**Text section:**
Wim Wenders' 3D film is ill conceived

Pina is arguably an important film, less for what it’s about and more for what it represents. Pina is a part of the new wave of digital Stereoscopic 3D films which is the latest attempt in a long history of efforts to extend the theatrical cinema experience. Yet unlike all other current 3D efforts, Pina is not a Hollywood action blockbuster nor a CGI-stuffed adventure film. So with 3D glasses on and the opening titles hovering extruded from the screen into the space of the theatre auditorium, celebrated auteur Wim Wenders presents us a vision of dance and movement. Can 3D be used for Art as well as Action…? Does 3D deliver a deeper experience of space and movement?

Ostensibly the subject of the film is renowned dance choreographer Pina Bausch and yet the film is not in any real way a character documentary or a study of Pina herself. If you expect an insight into the life of Pina Bausch - her history, motivations, personal and artistic triumphs and challenges - then you will be disappointed. There is no character insight to be found in this film, nor is there any dramatic tension or story-telling. Instead the film presents and focuses exclusively on Pinas work, extracts from four of her more famous dance productions. The closest the film comes to character documentary is in the brief, poetic, expressions of the dancers in her company reflecting upon working with her which are interludes between set-piece dance scenes. But these voice-overs are brief and stand only as tribute and loving praise rather than insight, critique or observation. The dance productions themselves may hold their own narrative arcs and meanings but as they are presented only as edited extracts rather than complete works, only those familiar with Pina’s work will be likely to make sense of them beyond their physicality and spectacle.

In this regard Pina seems a confusing film. Carried without documentary rigour or narrative dramatics, the film is really a collection of theatrical stage performance extracts punctuated by connecting voices and interludes of dance in real-world settings. Yet there is doubtless beauty in the orchestration and execution of the film. The 3D image is used with a great deal more subtlety than standard Hollywood 3D fare. The focus is on depth not protrusion. Rarely do the subjects extend out from the screen, instead the space of the performance stage, and the performers themselves, stretch back - drawing the viewer into the space rather than pushing the space into the theatre.

**Requests:**
A - How many of Pina Bausch's dance productions does the film draw extracts from, according to the review?
B - Copy the review's text from "Pina is arguably" to "space and movement?".

**Extracted records:**

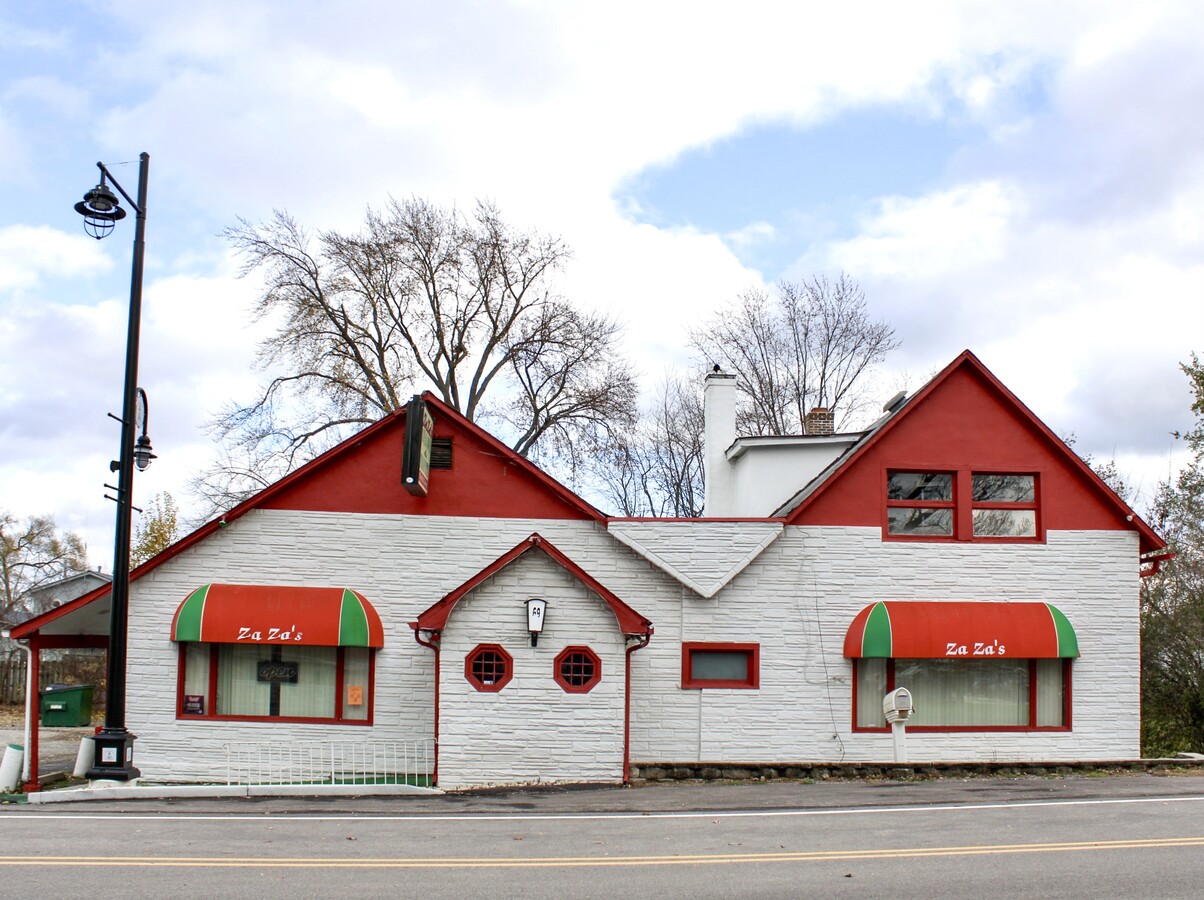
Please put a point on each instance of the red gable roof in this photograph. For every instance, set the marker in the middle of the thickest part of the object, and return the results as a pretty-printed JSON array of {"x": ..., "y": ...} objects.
[
  {"x": 363, "y": 474},
  {"x": 436, "y": 616},
  {"x": 966, "y": 418}
]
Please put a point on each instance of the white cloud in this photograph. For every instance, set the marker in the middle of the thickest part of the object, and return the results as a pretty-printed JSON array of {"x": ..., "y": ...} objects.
[
  {"x": 28, "y": 254},
  {"x": 1064, "y": 252}
]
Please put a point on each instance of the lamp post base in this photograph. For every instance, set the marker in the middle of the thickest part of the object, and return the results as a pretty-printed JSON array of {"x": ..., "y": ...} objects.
[{"x": 114, "y": 756}]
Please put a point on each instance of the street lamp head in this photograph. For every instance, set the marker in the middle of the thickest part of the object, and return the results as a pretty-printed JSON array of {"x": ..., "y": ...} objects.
[
  {"x": 100, "y": 211},
  {"x": 142, "y": 455}
]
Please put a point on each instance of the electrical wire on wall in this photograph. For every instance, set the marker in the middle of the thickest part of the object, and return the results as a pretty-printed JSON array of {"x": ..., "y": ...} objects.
[{"x": 803, "y": 576}]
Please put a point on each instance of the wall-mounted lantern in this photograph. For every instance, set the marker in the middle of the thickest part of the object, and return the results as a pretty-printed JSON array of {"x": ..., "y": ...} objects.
[
  {"x": 898, "y": 708},
  {"x": 536, "y": 608}
]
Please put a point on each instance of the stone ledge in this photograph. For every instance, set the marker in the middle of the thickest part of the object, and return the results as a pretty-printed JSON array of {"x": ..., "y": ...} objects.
[{"x": 898, "y": 771}]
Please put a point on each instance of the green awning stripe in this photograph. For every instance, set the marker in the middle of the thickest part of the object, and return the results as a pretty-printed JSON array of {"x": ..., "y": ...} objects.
[
  {"x": 353, "y": 622},
  {"x": 190, "y": 615},
  {"x": 875, "y": 641},
  {"x": 1067, "y": 640}
]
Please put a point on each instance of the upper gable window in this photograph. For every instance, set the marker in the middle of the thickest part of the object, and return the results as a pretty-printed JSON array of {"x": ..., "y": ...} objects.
[
  {"x": 920, "y": 503},
  {"x": 962, "y": 505}
]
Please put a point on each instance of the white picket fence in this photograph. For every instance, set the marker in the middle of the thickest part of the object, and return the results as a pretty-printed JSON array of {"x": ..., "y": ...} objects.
[{"x": 282, "y": 762}]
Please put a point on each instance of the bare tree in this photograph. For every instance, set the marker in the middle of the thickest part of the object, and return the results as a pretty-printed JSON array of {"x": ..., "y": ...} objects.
[
  {"x": 422, "y": 297},
  {"x": 656, "y": 469},
  {"x": 34, "y": 552},
  {"x": 809, "y": 344}
]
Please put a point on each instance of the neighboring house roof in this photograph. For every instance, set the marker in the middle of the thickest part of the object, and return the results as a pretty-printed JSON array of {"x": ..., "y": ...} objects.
[
  {"x": 630, "y": 622},
  {"x": 349, "y": 477},
  {"x": 981, "y": 425}
]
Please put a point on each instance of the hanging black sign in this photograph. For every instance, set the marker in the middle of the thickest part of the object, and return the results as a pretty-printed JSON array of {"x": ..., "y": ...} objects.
[
  {"x": 415, "y": 456},
  {"x": 277, "y": 671}
]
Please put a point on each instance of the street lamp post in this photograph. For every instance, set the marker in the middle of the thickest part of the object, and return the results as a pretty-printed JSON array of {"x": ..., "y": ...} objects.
[{"x": 101, "y": 211}]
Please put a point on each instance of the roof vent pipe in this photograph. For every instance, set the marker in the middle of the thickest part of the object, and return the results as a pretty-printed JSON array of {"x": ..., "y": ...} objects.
[{"x": 719, "y": 433}]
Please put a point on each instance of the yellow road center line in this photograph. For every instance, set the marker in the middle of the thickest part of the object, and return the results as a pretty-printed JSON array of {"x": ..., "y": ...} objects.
[{"x": 573, "y": 862}]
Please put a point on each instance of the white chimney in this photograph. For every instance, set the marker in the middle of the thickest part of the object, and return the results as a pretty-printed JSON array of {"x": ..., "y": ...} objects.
[{"x": 719, "y": 433}]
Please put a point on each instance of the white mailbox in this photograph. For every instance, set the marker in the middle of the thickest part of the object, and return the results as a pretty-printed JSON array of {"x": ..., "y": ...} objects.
[{"x": 897, "y": 705}]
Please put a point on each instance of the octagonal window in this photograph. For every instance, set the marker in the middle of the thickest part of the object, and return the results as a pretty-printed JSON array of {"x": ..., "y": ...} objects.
[{"x": 578, "y": 669}]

**Expected outputs:**
A - Four of her more famous dance productions.

B -
Pina is arguably an important film, less for what it’s about and more for what it represents. Pina is a part of the new wave of digital Stereoscopic 3D films which is the latest attempt in a long history of efforts to extend the theatrical cinema experience. Yet unlike all other current 3D efforts, Pina is not a Hollywood action blockbuster nor a CGI-stuffed adventure film. So with 3D glasses on and the opening titles hovering extruded from the screen into the space of the theatre auditorium, celebrated auteur Wim Wenders presents us a vision of dance and movement. Can 3D be used for Art as well as Action…? Does 3D deliver a deeper experience of space and movement?